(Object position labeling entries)

┌──

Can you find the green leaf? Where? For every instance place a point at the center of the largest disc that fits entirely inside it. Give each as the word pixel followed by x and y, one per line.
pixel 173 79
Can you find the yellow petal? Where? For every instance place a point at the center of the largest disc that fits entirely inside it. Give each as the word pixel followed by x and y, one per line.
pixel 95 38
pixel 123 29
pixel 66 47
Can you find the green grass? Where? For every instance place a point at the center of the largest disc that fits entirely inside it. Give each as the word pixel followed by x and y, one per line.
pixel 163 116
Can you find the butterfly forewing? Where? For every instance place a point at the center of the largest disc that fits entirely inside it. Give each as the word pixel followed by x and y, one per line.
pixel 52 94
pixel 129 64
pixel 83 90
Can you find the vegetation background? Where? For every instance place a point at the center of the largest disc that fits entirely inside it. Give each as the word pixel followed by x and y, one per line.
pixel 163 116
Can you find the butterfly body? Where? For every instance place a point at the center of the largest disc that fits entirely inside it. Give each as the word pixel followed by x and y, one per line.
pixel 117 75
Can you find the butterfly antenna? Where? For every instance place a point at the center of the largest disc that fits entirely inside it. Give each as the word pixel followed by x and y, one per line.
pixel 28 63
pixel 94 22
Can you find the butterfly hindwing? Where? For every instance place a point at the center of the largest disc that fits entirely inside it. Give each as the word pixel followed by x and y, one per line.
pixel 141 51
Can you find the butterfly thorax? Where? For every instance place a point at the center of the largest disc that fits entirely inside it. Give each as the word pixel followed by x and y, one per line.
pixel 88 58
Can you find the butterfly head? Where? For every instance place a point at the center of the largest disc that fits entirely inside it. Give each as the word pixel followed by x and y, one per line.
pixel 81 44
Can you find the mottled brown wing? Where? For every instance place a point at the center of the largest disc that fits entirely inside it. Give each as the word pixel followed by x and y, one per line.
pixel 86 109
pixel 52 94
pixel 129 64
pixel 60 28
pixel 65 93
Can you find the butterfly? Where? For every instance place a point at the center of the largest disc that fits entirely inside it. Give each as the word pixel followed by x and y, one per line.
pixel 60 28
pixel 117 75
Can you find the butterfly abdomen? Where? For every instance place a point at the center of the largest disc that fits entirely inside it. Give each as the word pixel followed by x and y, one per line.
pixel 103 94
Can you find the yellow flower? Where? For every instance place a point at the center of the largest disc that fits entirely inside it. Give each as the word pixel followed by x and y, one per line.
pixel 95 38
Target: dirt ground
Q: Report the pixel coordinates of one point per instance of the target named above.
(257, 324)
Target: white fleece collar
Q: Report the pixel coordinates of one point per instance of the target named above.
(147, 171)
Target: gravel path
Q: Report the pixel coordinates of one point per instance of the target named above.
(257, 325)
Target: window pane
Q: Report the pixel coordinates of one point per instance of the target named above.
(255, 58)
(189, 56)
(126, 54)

└──

EXERCISE REQUIREMENTS: Format all of the material above as a Markdown table with the columns Row and Line. Number each line in order and leave out any blank lines.

CORRECT OUTPUT:
| Row | Line |
|---|---|
| 1 | Can you find the green leaf? Where? For every instance place a point at the center of the largest disc that fits entirely inside it. Give each as the word pixel followed by x and y, one per line. |
| 2 | pixel 173 79 |
| 3 | Can you find the yellow petal? Where? For every instance place a point at the center of the largest disc that fits entirely inside it. Give each as the word pixel followed by x and y, one per line. |
| 4 | pixel 95 38 |
| 5 | pixel 123 29 |
| 6 | pixel 66 47 |
| 7 | Can you find the green grass? Where? For every instance place a point at the center of the largest disc that fits entirely inside it. Give each as the word pixel followed by x and y, one per line. |
| 8 | pixel 163 116 |
| 9 | Can you find the butterfly forewing? Where? For every instance place a point at the center of the largest disc that fits entirely inside it. Give each as the word pixel followed by x and y, one per line. |
| 10 | pixel 52 94 |
| 11 | pixel 129 64 |
| 12 | pixel 83 90 |
| 13 | Can you find the vegetation background? Where? For every instance place a point at the center of the largest disc that fits entirely inside it. Give each as the word pixel followed by x and y, one per line. |
| 14 | pixel 163 116 |
| 15 | Can you find the butterfly body? Where? For every instance place a point at the center of the largest disc that fits entirely inside it. Give each as the word pixel followed by x and y, one per line. |
| 16 | pixel 117 75 |
| 17 | Can you find the butterfly antenna? Where? For every instance place a point at the center of the largest disc that fits entirely inside it. Give each as the word pixel followed by x and y, one per line. |
| 18 | pixel 28 63 |
| 19 | pixel 94 22 |
| 20 | Can you find the butterfly hindwing? Where? For every instance place a point at the center of the largest disc that fits entirely inside it. Give each as the word pixel followed by x and y, one per line. |
| 21 | pixel 141 51 |
| 22 | Can you find the butterfly thorax? Where? For every instance place a point at the center of the largest disc that fits entirely inside it. Give each as the word pixel followed by x and y, one per line. |
| 23 | pixel 88 58 |
| 24 | Can you find the butterfly head? Where? For every instance place a point at the center of the largest disc that fits entirely inside it. Give each as the word pixel followed by x and y, one per line. |
| 25 | pixel 81 44 |
| 26 | Can you find the mottled brown wing? Where? For every instance place a point at the center of the largest disc that fits entirely inside it. Give each as the word pixel followed by x and y, one per line. |
| 27 | pixel 86 109 |
| 28 | pixel 52 94 |
| 29 | pixel 129 64 |
| 30 | pixel 60 28 |
| 31 | pixel 65 93 |
| 32 | Can you find the butterfly? Where? For every instance place a point at the center of the largest disc that fits entirely inside it. Give each as the word pixel followed by x and y, one per line. |
| 33 | pixel 60 28 |
| 34 | pixel 117 75 |
| 35 | Can you find the butterfly abdomen? Where? For every instance place a point at the center of the largest disc that fits entirely inside it. Give each as the word pixel followed by x and y, one per line. |
| 36 | pixel 103 94 |
| 37 | Can you find the yellow flower? Where? For every instance place a point at the center of the largest disc that fits entirely inside it. Give each as the word pixel followed by x and y, one per line. |
| 38 | pixel 95 38 |
| 39 | Target: dirt ground |
| 40 | Q: Report the pixel coordinates of one point per instance of the target named above. |
| 41 | (257, 324) |
| 42 | Target: white fleece collar |
| 43 | Q: Report the pixel coordinates of one point per instance of the target named above. |
| 44 | (147, 171) |
| 45 | Target: gravel path |
| 46 | Q: Report the pixel coordinates of one point per instance of the target named above. |
| 47 | (257, 325) |
| 48 | Target: window pane |
| 49 | Q: Report the pixel coordinates of one point per instance of the target named above. |
| 50 | (255, 58) |
| 51 | (189, 56) |
| 52 | (126, 54) |